* Pointing and labeling entries
=-=-=

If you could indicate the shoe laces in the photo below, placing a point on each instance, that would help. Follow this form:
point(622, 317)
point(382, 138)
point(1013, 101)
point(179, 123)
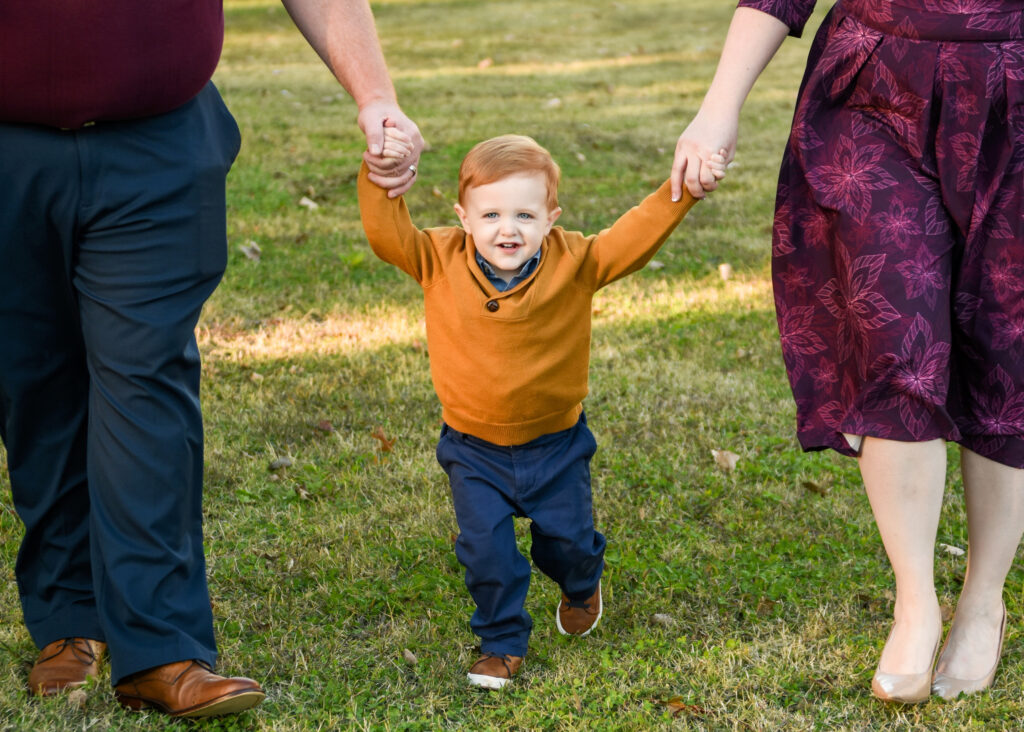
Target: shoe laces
point(503, 657)
point(80, 648)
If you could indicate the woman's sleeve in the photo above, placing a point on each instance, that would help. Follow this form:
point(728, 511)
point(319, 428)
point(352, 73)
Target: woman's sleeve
point(793, 12)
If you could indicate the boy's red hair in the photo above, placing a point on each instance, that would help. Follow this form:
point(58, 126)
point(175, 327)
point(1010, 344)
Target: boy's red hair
point(508, 155)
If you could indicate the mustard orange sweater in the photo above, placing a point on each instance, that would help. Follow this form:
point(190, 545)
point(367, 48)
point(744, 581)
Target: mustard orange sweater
point(511, 367)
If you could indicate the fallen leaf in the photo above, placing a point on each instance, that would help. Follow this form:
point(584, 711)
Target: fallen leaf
point(385, 443)
point(725, 460)
point(678, 706)
point(281, 463)
point(664, 619)
point(814, 487)
point(251, 250)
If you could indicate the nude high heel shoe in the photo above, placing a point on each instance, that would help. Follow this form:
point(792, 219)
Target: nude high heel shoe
point(904, 688)
point(949, 687)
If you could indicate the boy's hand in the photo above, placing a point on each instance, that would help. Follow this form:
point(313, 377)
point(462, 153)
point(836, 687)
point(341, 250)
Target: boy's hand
point(392, 163)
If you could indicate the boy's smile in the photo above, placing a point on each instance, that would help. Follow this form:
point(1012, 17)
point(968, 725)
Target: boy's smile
point(508, 220)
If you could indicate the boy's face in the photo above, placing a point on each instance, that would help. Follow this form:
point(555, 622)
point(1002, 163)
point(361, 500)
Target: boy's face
point(508, 219)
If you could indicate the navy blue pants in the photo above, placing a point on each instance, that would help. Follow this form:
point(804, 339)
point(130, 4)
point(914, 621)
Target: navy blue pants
point(112, 238)
point(546, 480)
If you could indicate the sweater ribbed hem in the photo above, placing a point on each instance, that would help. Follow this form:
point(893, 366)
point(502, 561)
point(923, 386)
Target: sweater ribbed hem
point(518, 433)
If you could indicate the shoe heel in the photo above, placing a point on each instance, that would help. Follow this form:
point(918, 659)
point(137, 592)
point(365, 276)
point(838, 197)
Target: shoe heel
point(131, 702)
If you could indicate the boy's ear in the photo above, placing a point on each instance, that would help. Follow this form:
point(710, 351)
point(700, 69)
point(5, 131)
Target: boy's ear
point(553, 216)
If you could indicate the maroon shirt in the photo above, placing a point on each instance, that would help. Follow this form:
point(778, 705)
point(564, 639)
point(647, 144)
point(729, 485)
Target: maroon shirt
point(68, 62)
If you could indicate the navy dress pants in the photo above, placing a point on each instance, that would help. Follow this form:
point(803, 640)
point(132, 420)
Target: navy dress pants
point(112, 238)
point(546, 480)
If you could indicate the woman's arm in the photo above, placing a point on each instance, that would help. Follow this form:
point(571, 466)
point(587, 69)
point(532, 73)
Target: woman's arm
point(753, 39)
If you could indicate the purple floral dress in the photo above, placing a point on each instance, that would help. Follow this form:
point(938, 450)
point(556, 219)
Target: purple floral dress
point(898, 247)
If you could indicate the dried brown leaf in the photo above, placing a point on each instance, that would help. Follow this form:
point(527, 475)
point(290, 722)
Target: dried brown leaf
point(251, 250)
point(814, 487)
point(281, 463)
point(385, 443)
point(726, 460)
point(678, 706)
point(664, 619)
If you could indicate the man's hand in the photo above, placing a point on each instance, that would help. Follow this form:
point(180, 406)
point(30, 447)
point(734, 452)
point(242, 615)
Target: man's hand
point(393, 159)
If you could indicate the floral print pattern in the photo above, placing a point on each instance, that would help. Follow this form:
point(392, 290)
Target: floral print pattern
point(898, 243)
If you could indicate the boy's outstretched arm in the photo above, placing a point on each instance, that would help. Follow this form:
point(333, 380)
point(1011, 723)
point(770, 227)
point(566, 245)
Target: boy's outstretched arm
point(390, 230)
point(630, 243)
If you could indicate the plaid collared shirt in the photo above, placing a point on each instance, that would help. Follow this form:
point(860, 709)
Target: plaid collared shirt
point(527, 268)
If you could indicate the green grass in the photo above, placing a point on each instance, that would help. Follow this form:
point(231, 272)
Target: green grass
point(777, 597)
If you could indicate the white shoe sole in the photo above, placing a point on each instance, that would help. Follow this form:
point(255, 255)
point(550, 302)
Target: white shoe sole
point(486, 682)
point(600, 611)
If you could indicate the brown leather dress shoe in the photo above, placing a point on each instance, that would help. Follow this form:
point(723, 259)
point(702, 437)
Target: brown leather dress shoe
point(187, 688)
point(65, 664)
point(579, 617)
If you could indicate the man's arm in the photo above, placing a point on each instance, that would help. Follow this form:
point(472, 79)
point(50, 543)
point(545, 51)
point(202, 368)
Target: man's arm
point(343, 34)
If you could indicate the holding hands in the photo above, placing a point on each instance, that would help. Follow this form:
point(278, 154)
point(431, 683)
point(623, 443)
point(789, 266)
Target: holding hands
point(393, 146)
point(695, 166)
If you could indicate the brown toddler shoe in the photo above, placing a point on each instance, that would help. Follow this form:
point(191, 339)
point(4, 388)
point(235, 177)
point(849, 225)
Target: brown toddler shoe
point(578, 617)
point(65, 664)
point(493, 671)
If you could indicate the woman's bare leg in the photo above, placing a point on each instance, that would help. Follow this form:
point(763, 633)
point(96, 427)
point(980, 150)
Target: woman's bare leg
point(994, 497)
point(904, 483)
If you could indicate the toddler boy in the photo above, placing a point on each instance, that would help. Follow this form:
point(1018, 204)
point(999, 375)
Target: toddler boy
point(508, 313)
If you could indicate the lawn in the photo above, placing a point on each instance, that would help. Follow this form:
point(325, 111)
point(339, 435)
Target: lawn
point(752, 598)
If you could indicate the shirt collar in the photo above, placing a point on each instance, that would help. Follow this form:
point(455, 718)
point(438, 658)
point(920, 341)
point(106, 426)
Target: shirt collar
point(524, 271)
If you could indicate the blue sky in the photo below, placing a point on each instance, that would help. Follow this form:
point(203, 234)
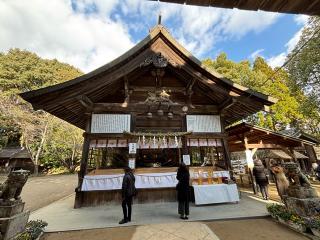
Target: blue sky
point(90, 33)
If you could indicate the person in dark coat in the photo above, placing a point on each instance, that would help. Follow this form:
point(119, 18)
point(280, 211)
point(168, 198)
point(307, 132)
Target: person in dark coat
point(183, 177)
point(318, 171)
point(128, 191)
point(259, 173)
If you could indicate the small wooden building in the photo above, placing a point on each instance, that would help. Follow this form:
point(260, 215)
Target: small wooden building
point(15, 158)
point(309, 7)
point(279, 145)
point(151, 108)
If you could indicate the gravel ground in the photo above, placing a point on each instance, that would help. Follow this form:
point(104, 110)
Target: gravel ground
point(41, 191)
point(257, 229)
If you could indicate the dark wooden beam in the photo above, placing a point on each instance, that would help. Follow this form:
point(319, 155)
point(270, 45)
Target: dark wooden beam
point(142, 107)
point(152, 89)
point(227, 104)
point(85, 101)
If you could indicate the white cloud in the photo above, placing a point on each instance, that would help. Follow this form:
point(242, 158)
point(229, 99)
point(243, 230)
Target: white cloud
point(293, 41)
point(278, 60)
point(200, 28)
point(238, 22)
point(256, 53)
point(53, 30)
point(90, 33)
point(301, 19)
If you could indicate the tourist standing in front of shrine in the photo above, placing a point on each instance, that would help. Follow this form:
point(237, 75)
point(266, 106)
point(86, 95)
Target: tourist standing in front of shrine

=-=-=

* Task brief
Transcribe verbatim the lines of the data above, from the line containing "If you could indicate the floral" up to and including the line containing "point(904, 483)".

* Correct output
If you could indicate the floral print pattern in the photo above, placing a point on each instance, that would help. Follow this form:
point(392, 290)
Target: floral print pattern
point(898, 243)
If you could indicate the boy's outstretched arm in the photo above, placing a point on each instance, that would help. Follow this form:
point(333, 380)
point(1011, 723)
point(770, 227)
point(566, 245)
Target: boy's outstretched arm
point(390, 230)
point(630, 243)
If you could indicate the plaid collared shirt in the photo above, placing a point on each instance, that would help. Follow this form:
point(860, 709)
Target: plaid collared shirt
point(527, 268)
If you could indicate the green grass in the photo above, placing a point on each instance, that would help. Follow this form:
point(231, 272)
Target: green grass
point(777, 597)
If you could indicate the white shoe sole in the photo above, placing a point on each instance, that would help. Follow this form:
point(255, 255)
point(550, 302)
Target: white shoe sole
point(486, 682)
point(600, 611)
If you could indicate the brown leather dress shoe in the photo above, placing a point on each instance, that would help. Follow this form:
point(723, 259)
point(702, 437)
Target: brown leather dress shoe
point(187, 688)
point(65, 664)
point(579, 617)
If you could indicate the man's arm in the photo above, placing a point on each instance, that would help. Follow this form:
point(472, 79)
point(50, 543)
point(545, 51)
point(202, 368)
Target: man's arm
point(343, 34)
If you could indicate the holding hands in the photo above, placing a point on each instance, that would help. Follow this form:
point(278, 154)
point(431, 683)
point(623, 443)
point(789, 266)
Target: holding hands
point(393, 146)
point(695, 166)
If you could indicate the brown toddler shoe in the photo above, placing a point on each instance, that would help. Follow this form:
point(191, 339)
point(4, 388)
point(235, 177)
point(849, 225)
Target: brown toddler shoe
point(578, 617)
point(65, 664)
point(493, 671)
If you could indicate the woman's bare leg in the photo above, placing a point on each instance, that would help. Follow this form:
point(763, 633)
point(96, 427)
point(980, 150)
Target: woman's bare leg
point(994, 497)
point(904, 483)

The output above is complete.